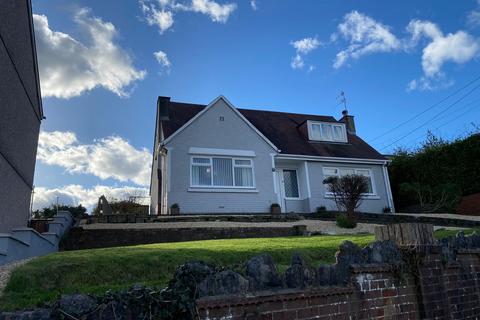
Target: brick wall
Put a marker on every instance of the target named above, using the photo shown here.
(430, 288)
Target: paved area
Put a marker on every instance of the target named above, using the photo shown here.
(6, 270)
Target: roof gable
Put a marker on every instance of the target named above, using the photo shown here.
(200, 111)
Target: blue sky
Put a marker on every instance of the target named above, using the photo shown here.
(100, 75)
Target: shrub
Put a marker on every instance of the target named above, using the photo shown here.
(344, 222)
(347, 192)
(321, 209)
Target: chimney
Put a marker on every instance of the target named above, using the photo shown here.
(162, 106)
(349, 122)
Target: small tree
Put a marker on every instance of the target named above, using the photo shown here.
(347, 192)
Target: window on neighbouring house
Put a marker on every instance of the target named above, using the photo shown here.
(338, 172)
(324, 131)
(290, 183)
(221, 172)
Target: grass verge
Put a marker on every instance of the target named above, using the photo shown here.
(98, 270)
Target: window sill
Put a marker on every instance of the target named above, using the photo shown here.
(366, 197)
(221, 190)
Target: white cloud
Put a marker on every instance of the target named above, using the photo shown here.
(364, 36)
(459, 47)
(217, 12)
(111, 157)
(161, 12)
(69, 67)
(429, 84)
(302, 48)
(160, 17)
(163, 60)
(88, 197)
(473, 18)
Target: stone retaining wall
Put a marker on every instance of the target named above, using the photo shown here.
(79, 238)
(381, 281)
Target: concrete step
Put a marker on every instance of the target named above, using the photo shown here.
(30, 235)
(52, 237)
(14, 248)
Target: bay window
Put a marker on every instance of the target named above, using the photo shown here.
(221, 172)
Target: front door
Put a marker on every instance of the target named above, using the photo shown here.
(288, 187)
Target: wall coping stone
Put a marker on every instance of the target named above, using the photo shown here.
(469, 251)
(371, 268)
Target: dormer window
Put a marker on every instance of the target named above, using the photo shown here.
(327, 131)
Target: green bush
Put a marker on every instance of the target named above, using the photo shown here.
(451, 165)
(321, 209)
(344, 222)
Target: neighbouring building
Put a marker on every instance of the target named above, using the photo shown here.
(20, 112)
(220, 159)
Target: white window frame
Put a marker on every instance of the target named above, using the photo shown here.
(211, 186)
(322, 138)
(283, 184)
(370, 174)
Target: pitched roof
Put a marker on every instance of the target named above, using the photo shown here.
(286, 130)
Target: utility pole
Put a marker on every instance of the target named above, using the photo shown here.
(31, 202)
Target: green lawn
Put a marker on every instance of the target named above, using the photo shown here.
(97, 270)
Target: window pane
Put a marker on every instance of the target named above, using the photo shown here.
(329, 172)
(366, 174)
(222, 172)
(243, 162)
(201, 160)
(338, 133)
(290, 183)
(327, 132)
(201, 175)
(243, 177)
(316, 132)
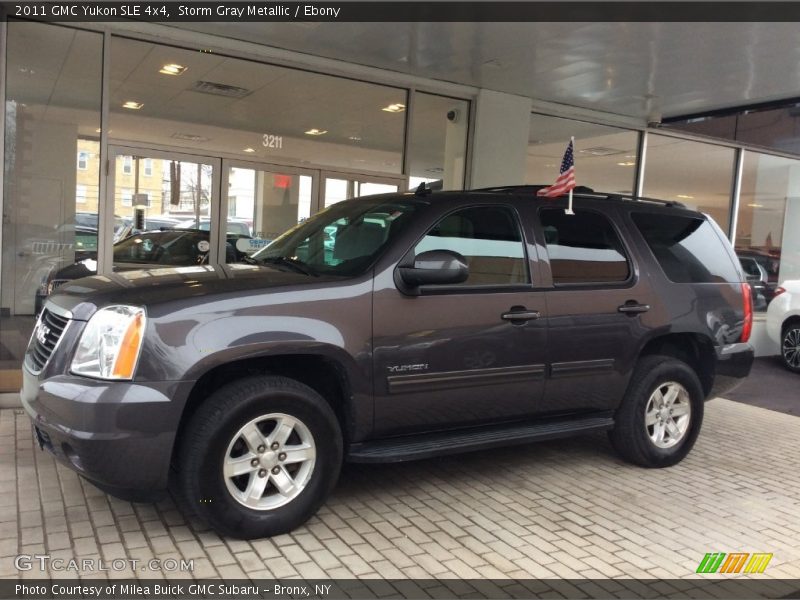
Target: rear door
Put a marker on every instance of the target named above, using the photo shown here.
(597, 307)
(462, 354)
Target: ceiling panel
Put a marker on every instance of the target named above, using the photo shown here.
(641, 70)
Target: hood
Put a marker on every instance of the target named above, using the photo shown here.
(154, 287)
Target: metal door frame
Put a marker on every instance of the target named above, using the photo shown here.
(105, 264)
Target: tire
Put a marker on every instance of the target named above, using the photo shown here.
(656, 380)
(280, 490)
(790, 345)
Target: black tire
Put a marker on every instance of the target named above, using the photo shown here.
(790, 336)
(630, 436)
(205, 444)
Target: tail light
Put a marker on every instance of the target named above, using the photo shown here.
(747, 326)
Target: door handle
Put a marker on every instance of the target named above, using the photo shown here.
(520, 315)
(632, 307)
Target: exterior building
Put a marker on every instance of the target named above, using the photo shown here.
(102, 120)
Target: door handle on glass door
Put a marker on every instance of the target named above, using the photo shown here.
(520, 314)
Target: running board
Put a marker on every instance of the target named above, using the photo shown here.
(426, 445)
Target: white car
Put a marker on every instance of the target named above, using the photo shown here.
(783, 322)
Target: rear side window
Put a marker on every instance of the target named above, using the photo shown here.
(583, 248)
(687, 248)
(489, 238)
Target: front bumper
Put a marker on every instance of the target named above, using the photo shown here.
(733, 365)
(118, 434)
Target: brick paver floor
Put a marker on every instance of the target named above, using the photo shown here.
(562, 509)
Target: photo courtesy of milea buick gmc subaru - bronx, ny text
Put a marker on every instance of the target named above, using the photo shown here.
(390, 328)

* * *

> Yönerge: "Target: running board" yazan satırdan başlayıp öğelerin sonuna kadar giden satırları, o satır da dahil, istekleriyle birlikte yeniden yazın. Cevaplardaki koordinatları da her sayıya -25 ekleyerek kaydırın.

> Görevin sonucu:
Target: running board
Put a marker on every instance of the target named above, using the photo shown here.
(401, 420)
Target: white car
Put a marker on every instance of the target named above, using the photo shown here.
(758, 297)
Target: rear side window
Put a marker on every instance of the target named above, using the photo shown here.
(558, 223)
(662, 223)
(464, 213)
Target: front bumper
Put a marker on every instance of the target named above, using the photo shown here.
(708, 340)
(93, 409)
Target: brick paver floor
Put a marker on every instance of the target named above, using the photo shown here.
(537, 484)
Target: photo courtesy of milea buick gmc subaru - bronx, ny text
Put a marker on every instance of the target named above, using the photo shown here.
(365, 303)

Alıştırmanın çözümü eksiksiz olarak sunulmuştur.